## GIVEN PROBLEM
How many lines in the entries below contain the word "sand"? Give only the number.

start

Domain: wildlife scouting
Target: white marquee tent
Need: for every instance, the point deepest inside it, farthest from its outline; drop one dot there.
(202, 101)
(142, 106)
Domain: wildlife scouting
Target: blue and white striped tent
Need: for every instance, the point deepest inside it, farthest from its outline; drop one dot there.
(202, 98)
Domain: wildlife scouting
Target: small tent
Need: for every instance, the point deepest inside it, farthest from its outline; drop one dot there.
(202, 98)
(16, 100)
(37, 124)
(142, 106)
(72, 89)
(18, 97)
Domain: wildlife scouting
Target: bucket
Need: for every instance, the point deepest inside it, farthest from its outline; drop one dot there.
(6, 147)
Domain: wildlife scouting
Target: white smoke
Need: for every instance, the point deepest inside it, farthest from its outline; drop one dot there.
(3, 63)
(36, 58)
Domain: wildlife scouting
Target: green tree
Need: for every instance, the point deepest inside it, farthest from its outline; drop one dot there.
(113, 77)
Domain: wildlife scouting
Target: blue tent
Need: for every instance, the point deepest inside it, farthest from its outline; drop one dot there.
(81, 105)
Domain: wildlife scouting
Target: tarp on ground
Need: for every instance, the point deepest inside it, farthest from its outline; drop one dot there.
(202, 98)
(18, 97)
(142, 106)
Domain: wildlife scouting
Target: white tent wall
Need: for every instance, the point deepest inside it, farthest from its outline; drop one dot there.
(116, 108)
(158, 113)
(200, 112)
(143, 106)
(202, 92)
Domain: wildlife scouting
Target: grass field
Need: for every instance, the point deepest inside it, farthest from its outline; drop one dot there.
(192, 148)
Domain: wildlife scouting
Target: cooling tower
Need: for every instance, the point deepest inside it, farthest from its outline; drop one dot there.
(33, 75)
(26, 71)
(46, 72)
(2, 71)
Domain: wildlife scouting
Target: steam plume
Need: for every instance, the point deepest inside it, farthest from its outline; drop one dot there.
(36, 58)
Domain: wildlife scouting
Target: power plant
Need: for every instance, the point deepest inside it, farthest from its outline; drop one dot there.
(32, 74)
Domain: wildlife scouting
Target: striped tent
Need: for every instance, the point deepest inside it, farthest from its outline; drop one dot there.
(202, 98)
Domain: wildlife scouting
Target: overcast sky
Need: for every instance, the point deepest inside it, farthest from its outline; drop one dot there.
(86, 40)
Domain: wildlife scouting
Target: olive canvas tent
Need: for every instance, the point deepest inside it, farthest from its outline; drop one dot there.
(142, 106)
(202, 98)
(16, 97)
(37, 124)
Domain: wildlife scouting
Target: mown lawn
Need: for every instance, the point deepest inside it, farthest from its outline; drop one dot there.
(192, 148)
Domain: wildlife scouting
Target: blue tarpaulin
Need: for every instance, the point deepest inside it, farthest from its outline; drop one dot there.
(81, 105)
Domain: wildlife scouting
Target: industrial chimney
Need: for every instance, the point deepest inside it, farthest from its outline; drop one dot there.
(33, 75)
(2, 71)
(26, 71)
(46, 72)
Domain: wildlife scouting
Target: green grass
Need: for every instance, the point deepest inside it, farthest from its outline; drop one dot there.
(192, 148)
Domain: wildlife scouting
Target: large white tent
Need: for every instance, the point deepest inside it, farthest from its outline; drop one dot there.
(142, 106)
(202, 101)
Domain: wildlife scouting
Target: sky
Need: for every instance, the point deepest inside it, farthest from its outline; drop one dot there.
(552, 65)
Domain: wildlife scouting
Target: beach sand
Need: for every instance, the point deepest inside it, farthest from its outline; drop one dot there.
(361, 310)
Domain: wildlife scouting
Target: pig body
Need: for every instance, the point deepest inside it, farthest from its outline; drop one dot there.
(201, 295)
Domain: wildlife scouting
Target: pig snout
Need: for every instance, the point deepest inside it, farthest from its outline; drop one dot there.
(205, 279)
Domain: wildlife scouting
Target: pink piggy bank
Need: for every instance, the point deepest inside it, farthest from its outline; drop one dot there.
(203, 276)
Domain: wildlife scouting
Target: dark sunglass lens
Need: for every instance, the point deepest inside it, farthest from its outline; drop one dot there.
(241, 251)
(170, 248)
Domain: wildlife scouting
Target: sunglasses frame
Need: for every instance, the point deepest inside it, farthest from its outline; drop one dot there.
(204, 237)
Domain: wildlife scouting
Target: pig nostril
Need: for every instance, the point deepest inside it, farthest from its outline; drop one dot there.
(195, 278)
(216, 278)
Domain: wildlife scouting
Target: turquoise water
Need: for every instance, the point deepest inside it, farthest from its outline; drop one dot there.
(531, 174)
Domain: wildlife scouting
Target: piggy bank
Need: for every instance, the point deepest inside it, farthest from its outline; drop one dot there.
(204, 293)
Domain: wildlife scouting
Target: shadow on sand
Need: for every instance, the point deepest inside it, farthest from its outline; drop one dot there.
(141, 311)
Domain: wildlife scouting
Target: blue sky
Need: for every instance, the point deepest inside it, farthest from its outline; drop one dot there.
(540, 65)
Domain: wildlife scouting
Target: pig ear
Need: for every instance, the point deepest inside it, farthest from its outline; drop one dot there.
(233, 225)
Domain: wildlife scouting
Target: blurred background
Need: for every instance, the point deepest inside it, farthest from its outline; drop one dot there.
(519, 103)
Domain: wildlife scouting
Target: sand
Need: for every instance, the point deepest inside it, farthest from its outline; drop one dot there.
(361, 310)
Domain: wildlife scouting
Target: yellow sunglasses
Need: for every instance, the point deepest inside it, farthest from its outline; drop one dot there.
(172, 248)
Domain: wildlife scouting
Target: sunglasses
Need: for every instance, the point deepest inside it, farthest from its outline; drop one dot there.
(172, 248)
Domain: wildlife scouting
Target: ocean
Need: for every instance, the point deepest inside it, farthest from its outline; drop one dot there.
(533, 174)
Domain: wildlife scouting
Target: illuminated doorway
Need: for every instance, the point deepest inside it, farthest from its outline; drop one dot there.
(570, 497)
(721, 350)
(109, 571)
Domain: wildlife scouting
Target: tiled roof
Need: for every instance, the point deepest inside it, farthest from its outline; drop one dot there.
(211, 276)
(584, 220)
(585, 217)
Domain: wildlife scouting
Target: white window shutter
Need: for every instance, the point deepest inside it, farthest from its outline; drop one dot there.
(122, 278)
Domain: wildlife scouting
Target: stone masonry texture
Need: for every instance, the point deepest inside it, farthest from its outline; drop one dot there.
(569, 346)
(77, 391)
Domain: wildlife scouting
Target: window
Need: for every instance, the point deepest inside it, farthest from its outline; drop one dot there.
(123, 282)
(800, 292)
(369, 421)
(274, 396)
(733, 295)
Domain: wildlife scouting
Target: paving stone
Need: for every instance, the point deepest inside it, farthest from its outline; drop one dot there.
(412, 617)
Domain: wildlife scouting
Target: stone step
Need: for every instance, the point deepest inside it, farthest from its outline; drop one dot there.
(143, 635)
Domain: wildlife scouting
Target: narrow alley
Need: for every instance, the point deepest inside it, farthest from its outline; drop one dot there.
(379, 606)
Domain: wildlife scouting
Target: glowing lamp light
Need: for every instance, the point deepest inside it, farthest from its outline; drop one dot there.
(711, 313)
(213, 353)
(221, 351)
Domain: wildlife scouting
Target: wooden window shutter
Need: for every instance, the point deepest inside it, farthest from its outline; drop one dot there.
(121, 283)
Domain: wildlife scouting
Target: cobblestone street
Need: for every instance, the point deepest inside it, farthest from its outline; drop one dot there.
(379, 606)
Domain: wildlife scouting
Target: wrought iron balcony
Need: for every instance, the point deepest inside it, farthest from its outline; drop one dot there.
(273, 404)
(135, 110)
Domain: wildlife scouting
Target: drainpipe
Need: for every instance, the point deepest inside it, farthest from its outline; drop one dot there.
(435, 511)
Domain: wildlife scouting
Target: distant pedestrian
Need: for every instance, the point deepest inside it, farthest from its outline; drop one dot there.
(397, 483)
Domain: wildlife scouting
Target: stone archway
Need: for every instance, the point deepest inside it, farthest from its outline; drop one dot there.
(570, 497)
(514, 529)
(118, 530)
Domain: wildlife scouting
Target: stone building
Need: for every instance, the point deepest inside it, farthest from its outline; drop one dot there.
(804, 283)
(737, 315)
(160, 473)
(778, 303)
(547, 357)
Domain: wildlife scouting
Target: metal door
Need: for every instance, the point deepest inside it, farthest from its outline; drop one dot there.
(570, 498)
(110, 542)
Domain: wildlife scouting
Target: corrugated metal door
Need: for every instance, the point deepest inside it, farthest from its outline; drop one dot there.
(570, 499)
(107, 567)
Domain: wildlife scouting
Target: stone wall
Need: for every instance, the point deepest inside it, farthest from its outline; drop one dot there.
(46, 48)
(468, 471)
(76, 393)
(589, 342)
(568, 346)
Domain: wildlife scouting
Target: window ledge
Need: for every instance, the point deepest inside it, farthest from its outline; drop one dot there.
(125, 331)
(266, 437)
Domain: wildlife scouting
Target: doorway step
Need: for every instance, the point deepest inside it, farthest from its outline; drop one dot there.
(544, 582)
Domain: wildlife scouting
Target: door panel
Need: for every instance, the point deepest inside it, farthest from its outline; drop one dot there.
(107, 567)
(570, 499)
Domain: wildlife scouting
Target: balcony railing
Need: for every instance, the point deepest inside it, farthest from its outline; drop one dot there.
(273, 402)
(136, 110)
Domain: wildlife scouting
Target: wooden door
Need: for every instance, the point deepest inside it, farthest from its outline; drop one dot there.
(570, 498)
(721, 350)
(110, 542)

end

## THE COMPLETED TASK
3